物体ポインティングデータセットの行
************

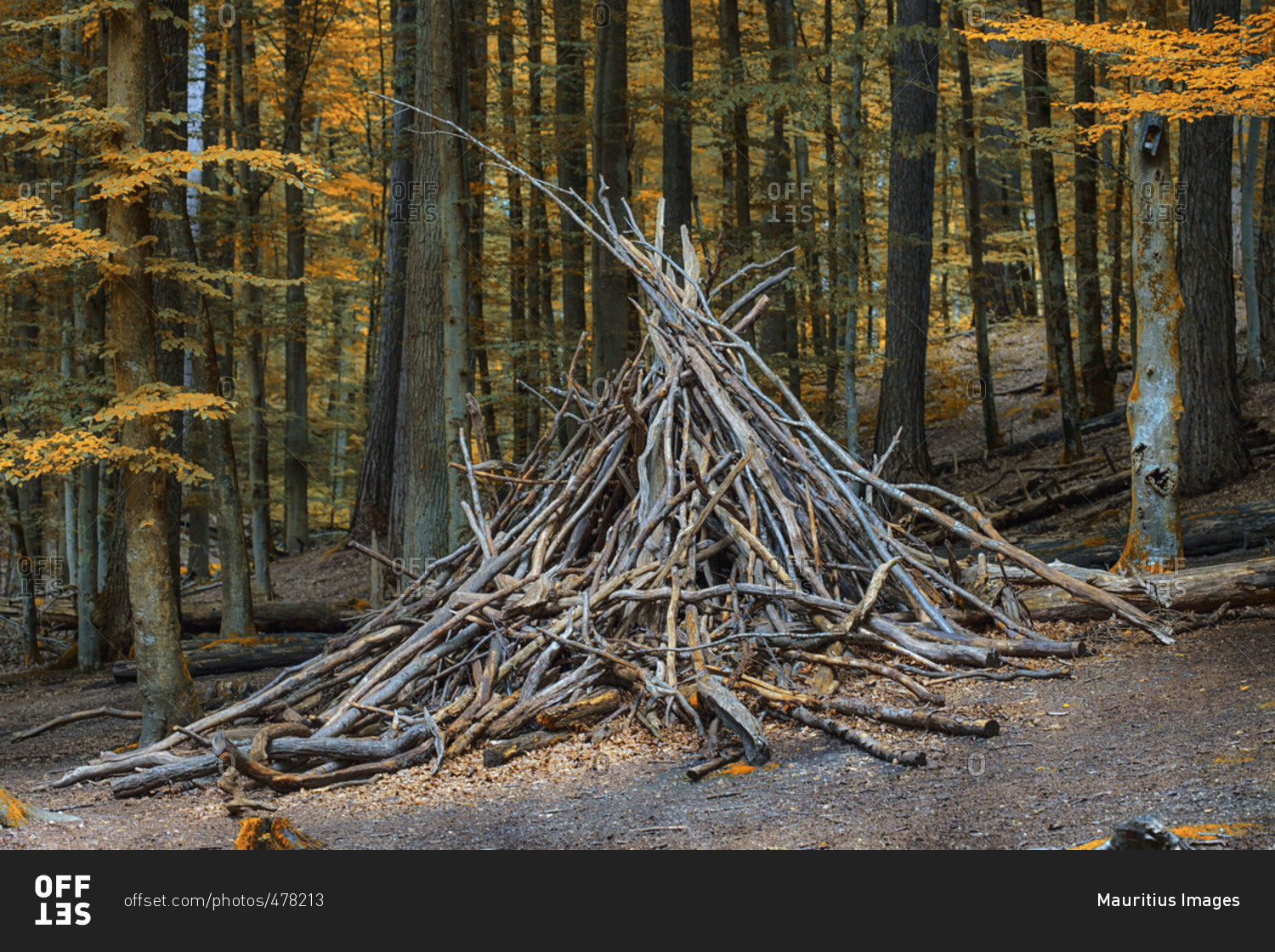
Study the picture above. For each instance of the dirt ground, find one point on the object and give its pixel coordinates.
(1185, 732)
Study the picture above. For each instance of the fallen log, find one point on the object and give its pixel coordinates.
(500, 752)
(73, 717)
(1048, 505)
(1188, 590)
(275, 617)
(1209, 533)
(695, 516)
(864, 742)
(586, 710)
(249, 655)
(273, 834)
(858, 707)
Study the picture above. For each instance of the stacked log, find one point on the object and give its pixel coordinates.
(680, 541)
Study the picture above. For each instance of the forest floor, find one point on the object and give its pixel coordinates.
(1185, 732)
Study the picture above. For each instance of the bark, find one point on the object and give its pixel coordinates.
(1255, 367)
(451, 104)
(571, 155)
(296, 402)
(849, 224)
(216, 444)
(1154, 541)
(375, 477)
(426, 502)
(477, 124)
(91, 319)
(1265, 264)
(540, 268)
(913, 112)
(522, 332)
(611, 171)
(1116, 252)
(1096, 384)
(971, 193)
(20, 554)
(165, 686)
(777, 337)
(1213, 446)
(247, 204)
(1045, 201)
(740, 234)
(678, 74)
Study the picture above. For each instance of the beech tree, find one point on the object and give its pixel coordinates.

************

作業指示: 「Study the picture above. For each instance of the stacked」を含む行から最後の行までの範囲を、依頼文も含めてすべて書き直してください。その際、回答にある座標のすべての数値に11を加えてずらしてください。

解答:
Study the picture above. For each instance of the stacked log, find one point on the object and give its pixel coordinates.
(691, 552)
Study the picture above. For each instance of the forest floor, find one point on the object and give its pixel coordinates.
(1196, 743)
Study the picture above. For each instance of the bark, find one point on the object and give its pixel coordinates.
(1266, 378)
(462, 115)
(582, 166)
(307, 413)
(860, 235)
(227, 455)
(1165, 552)
(386, 488)
(437, 513)
(488, 135)
(102, 330)
(1276, 275)
(551, 279)
(924, 123)
(533, 343)
(622, 182)
(1127, 263)
(1107, 395)
(982, 204)
(31, 565)
(176, 697)
(788, 348)
(1224, 457)
(258, 215)
(1056, 212)
(751, 245)
(689, 85)
Study the picture above. For each instance of the beech tree, find one point on the object and give its pixel coordinates.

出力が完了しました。